» Excerpted passage
_ _ _ _
Alethea Sims remembers attending Westinghouse High School decades ago, when then-U.S. Rep. William Moorhead talked about plans for a light-rail system connecting the city of Pittsburgh to the South Hills suburbs.

Sims, 60, a member of the Coalition of Organized Residents of East Liberty, recalled a classmate asking why it wasn’t going to connect to more populated parts of the city. Moorhead said the goal was to foster an economically healthy community.

“Isn’t it more important to have a people-healthy community first?” the classmate asked.

Sims repeated that question to board members of the Port Authority of Allegheny County during their meeting Friday. The board agreed to enter into a lease with Shannon Transit Village for a 152-apartment building and mixed-use complex at the Castle Shannon light rail park-and-ride stop.

The project will get $12 million in public funding to help build the public parking garage that will be included, but the plan doesn’t include affordable housing. Units will be priced at market rates of up to $1,800 a month.

Before the vote, about 15 county residents urged the agency to consider a policy that would require affordable housing at such developments moving forward. Speakers identified a problem that has been percolating for decades — how residents are forced to move to areas without easy transit access when they are priced out of the better-connected city.
_ _ _ _
» Supplied material
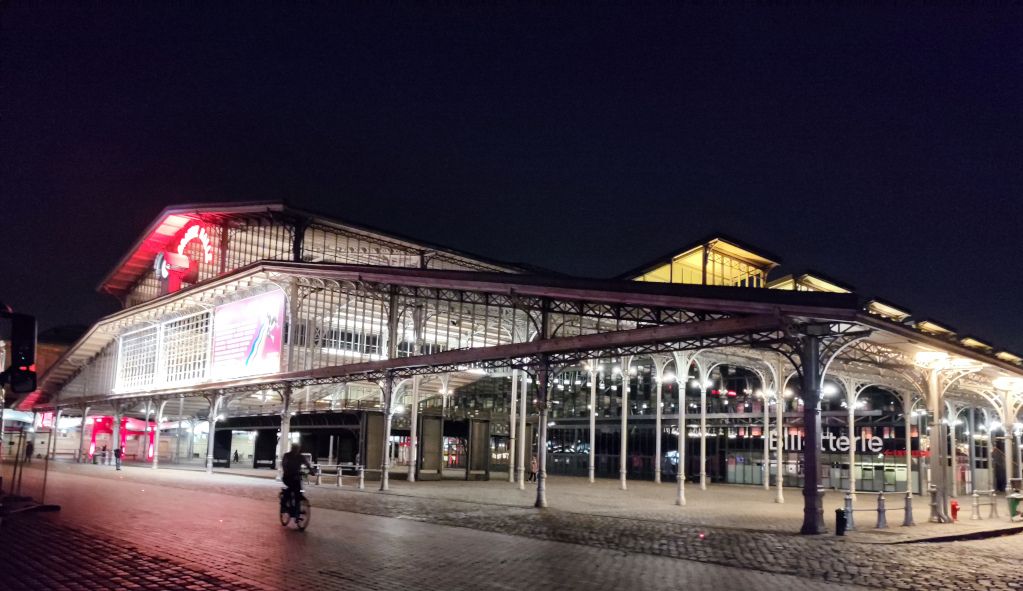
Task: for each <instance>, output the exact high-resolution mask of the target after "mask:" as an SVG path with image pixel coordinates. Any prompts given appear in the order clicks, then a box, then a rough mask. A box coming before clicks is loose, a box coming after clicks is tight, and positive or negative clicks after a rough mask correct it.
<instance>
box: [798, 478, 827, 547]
_ _ _ _
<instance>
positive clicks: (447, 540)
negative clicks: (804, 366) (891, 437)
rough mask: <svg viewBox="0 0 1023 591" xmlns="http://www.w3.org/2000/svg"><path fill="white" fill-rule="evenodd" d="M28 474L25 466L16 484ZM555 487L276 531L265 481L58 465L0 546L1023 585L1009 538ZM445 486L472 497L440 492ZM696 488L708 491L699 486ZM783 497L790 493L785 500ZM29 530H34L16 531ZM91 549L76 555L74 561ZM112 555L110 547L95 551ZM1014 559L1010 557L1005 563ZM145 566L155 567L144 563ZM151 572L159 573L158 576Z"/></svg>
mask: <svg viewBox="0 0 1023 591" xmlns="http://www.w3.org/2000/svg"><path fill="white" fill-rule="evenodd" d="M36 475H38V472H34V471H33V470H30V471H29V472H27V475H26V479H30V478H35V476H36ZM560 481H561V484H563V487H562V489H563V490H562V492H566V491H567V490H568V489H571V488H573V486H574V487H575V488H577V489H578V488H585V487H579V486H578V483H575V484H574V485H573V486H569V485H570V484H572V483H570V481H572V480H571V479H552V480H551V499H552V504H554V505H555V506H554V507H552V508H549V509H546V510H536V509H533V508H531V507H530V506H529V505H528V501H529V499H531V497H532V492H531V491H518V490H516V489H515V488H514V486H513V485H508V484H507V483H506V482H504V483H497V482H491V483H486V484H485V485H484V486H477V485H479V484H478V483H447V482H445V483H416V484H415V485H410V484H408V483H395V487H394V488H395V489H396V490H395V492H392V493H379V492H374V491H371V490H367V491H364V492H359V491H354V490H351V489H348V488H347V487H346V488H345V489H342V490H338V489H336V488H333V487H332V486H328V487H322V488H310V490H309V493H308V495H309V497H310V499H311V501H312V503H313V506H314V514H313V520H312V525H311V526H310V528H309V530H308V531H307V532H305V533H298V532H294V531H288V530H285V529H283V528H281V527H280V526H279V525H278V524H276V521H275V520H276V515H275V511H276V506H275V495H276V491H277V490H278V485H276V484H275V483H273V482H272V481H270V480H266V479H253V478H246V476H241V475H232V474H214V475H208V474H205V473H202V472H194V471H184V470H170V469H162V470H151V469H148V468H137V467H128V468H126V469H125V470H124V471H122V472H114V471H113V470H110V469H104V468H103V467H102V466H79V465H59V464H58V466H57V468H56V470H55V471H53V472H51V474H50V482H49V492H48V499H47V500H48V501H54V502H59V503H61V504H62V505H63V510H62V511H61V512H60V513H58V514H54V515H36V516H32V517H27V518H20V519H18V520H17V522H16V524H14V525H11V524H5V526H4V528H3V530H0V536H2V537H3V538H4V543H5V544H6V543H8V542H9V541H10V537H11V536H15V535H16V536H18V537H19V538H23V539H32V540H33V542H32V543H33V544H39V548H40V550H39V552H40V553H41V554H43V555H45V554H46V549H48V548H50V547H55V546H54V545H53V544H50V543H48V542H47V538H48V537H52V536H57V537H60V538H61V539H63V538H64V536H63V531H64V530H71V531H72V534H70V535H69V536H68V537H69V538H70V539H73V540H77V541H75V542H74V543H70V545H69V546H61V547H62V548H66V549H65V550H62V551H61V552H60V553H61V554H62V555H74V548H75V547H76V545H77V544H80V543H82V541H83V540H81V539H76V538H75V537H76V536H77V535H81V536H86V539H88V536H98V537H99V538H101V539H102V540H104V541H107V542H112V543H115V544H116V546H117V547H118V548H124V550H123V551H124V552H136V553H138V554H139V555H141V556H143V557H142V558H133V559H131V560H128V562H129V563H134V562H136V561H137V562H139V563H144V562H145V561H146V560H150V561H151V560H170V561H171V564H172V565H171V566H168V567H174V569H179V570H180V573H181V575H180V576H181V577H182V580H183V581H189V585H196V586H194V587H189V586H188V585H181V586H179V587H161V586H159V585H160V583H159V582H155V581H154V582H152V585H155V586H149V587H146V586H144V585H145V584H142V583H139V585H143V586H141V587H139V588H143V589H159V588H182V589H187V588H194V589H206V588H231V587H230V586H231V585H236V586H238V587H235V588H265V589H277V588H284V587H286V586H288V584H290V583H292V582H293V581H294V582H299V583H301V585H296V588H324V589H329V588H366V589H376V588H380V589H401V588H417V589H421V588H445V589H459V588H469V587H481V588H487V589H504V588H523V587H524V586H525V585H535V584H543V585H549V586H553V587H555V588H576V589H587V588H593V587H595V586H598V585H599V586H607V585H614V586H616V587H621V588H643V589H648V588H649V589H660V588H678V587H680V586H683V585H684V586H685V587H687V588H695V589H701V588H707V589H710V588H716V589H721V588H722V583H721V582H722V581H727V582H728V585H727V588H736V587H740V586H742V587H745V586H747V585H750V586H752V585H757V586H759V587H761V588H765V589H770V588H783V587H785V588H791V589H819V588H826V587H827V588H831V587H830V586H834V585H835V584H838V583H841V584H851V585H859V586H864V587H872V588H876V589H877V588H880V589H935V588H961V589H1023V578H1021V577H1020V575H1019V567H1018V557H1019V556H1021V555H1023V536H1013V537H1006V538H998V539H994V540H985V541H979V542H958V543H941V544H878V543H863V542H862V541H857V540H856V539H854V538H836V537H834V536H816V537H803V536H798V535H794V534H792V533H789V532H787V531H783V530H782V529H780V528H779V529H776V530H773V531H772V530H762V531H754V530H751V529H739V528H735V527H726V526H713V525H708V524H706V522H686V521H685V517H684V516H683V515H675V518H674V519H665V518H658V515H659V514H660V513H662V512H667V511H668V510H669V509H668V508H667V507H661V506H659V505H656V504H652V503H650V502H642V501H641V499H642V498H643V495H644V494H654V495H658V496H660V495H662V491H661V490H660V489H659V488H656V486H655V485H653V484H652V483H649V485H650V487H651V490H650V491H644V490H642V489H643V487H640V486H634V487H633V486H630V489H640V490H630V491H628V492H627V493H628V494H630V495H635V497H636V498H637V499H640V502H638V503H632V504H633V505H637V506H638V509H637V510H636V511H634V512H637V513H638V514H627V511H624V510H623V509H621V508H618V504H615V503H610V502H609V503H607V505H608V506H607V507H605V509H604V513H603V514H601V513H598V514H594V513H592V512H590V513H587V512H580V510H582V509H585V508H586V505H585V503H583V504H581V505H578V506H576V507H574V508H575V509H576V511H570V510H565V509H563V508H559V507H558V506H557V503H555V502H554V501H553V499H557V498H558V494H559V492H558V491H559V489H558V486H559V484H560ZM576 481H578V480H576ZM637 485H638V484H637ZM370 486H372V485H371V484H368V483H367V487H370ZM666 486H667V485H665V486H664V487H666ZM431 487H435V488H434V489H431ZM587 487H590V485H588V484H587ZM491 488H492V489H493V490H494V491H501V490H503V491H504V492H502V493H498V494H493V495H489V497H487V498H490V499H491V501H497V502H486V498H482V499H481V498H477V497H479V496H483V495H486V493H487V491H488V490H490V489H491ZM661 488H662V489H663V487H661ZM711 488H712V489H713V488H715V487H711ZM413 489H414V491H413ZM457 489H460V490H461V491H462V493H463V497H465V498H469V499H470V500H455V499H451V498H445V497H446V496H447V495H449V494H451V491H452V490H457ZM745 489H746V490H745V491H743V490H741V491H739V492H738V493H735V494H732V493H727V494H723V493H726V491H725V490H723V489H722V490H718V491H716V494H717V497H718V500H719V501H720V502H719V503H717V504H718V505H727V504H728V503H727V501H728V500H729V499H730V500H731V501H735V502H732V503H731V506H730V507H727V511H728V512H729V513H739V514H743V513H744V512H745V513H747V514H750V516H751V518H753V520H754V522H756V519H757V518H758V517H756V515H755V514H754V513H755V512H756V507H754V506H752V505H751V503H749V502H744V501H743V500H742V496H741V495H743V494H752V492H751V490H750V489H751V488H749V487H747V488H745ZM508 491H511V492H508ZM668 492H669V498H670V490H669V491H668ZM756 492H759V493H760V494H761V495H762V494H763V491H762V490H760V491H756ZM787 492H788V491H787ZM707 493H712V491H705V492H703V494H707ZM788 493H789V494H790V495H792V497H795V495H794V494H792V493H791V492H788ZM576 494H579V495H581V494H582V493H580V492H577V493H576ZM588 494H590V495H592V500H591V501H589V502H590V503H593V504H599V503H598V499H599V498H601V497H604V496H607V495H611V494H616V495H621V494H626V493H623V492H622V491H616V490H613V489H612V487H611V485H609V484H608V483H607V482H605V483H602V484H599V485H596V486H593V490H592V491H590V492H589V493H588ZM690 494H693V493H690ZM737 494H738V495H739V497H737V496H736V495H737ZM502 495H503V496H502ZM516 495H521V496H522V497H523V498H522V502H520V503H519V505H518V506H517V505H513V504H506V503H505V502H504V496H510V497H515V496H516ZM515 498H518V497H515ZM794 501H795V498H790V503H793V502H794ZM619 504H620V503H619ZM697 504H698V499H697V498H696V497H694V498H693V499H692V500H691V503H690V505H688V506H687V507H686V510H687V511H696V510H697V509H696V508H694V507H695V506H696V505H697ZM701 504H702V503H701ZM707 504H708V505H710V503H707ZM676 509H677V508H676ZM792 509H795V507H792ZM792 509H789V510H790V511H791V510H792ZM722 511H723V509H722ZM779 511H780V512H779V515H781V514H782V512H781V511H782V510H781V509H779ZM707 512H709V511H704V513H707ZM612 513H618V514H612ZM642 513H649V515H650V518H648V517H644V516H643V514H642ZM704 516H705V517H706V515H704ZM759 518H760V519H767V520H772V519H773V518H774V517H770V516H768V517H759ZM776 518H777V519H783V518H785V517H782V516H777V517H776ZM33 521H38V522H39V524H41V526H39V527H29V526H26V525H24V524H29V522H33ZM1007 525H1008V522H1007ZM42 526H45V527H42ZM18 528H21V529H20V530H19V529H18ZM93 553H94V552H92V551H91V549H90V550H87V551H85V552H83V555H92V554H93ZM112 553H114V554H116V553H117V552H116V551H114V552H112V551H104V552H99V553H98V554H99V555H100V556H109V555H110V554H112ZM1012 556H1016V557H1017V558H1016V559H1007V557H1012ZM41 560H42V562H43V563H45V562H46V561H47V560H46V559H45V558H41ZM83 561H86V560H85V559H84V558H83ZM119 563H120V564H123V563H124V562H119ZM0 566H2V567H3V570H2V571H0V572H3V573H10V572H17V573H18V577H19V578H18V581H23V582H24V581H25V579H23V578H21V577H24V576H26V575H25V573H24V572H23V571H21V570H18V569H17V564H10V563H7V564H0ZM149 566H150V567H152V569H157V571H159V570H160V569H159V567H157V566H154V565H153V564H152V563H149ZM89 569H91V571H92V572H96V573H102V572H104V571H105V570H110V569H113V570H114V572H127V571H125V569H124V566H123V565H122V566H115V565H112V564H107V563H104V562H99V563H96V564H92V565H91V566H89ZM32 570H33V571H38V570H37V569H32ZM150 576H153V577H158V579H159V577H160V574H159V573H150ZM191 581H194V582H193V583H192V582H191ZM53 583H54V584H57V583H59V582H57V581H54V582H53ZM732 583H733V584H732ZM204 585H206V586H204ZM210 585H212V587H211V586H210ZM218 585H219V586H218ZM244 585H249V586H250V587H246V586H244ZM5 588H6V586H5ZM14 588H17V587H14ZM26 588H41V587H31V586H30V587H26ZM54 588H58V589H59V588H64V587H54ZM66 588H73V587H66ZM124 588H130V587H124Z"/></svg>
_ _ _ _
» Questions on the material
A - Name every organization mentioned in the article about the light-rail development.
B - Give the part of the records that opens with the line containing "Task: for each" and closes with the line containing "box: [798, 478, 827, 547]" as a JSON list of strings, one per line, leaving out blank lines.

» Solutions by task
A -
Westinghouse High School
Coalition of Organized Residents of East Liberty
Port Authority of Allegheny County
Shannon Transit Village

B -
[
  "Task: for each <instance>, output the exact high-resolution mask of the target after \"mask:\" as an SVG path with image pixel coordinates. Any prompts given appear in the order clicks, then a box, then a rough mask. A box coming before clicks is loose, a box coming after clicks is tight, and positive or negative clicks after a rough mask correct it.",
  "<instance>",
  "box: [798, 478, 827, 547]"
]